YOUR INSTRUCTIONS: Exactly the lines from the one containing "Please identify the man's" to the final line below should be output, and no others.

STORED DATA:
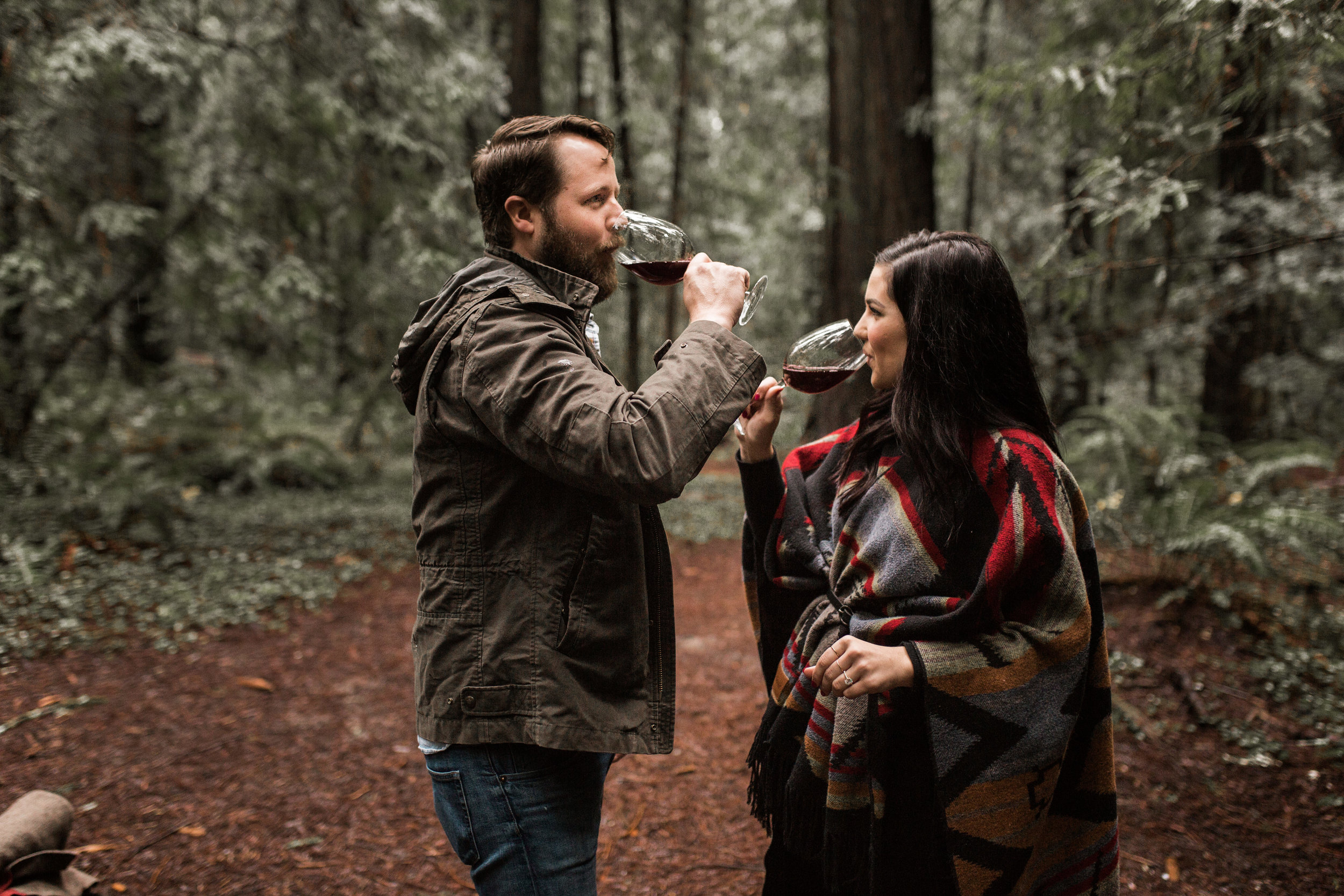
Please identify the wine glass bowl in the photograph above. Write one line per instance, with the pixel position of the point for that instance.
(655, 250)
(823, 359)
(659, 252)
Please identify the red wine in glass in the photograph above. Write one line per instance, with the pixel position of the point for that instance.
(815, 379)
(659, 273)
(659, 252)
(818, 362)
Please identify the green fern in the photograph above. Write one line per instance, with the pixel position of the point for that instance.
(1156, 481)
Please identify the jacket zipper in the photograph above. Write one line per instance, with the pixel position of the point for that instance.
(655, 612)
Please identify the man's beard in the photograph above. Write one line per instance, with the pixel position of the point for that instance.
(560, 249)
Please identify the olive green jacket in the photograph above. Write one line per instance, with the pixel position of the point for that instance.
(546, 591)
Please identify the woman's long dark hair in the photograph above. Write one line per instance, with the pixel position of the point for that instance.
(967, 366)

EXERCISE RESPONSE:
Please identify the man's beard in the photograph above. Write one line per instance, with the pixel position of the point for that instance.
(560, 249)
Please identify the olive green jacket in the photograph above. Write one line per instance, with the pixel position of the point for that instance.
(546, 591)
Please identify the woman's long dark hair in the photograph above. Write one line per instance, with the pixel position of the point for that instance.
(967, 366)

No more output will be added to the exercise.